* _Short exercise_:
Transcribe all of the records below word for word, leaving out the picture.

-=-=-

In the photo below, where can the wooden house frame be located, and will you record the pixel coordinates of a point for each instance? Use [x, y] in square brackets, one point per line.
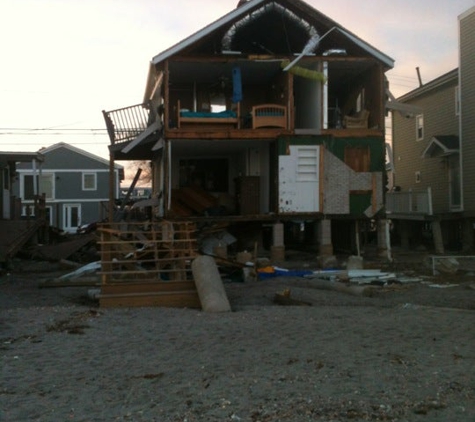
[286, 76]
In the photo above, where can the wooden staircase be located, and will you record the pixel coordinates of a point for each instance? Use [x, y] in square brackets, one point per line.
[148, 264]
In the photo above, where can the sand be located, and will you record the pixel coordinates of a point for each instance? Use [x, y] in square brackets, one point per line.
[405, 354]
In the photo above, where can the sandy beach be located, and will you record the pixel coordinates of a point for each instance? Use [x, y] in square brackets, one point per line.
[405, 354]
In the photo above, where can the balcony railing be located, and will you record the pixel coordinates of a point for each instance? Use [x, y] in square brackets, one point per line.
[409, 202]
[125, 124]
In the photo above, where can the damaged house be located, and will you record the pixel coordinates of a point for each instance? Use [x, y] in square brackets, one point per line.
[271, 116]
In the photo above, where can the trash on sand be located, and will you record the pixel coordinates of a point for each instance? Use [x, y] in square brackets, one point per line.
[269, 272]
[86, 269]
[283, 298]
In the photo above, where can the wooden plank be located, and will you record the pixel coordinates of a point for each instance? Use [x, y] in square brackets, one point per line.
[184, 299]
[147, 287]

-=-=-

* _Answer below_:
In the photo below, where can the wooden house frame be located, and will you record the pixel coordinates of a point for each instance? Use [x, y] in square brackets, one point per line.
[286, 76]
In the photo above, where can the wooden staircase be located, and will you record the pixel coordinates of a point for each instance? Use [x, y] in square brackets, one point per line.
[148, 264]
In the photo above, where can the sand be located, and will you record the pixel coordinates of a point for each instance? Use [x, y] in square brackets, one point per line.
[405, 354]
In the photo above, where can the sandy beach be located, and will you record the pixel coordinates of a point for each instance? Use [x, y] in square brackets, one point per line.
[405, 354]
In the photo above, where can the balcony railing be located, and will you record the pixel coordinates of a point for each instance? Use [x, y] in square brackets, one point per line.
[409, 202]
[125, 124]
In the photo above, where can the damaged house be located, and will you record the pixel coordinates of a point for each instance? Use [x, y] in square brackets, one point per line.
[271, 116]
In the photo above, where can the trash on sand be located, and will you record the pixel coordinates of a point for each instance? Use [x, y] in square brackets, one point per line.
[269, 272]
[86, 269]
[283, 298]
In the photo above, where can the wooden plank be located, and will you record the pixel coordinates of a point for each instance? Use [x, y] in square brackets, one point per line.
[184, 299]
[147, 287]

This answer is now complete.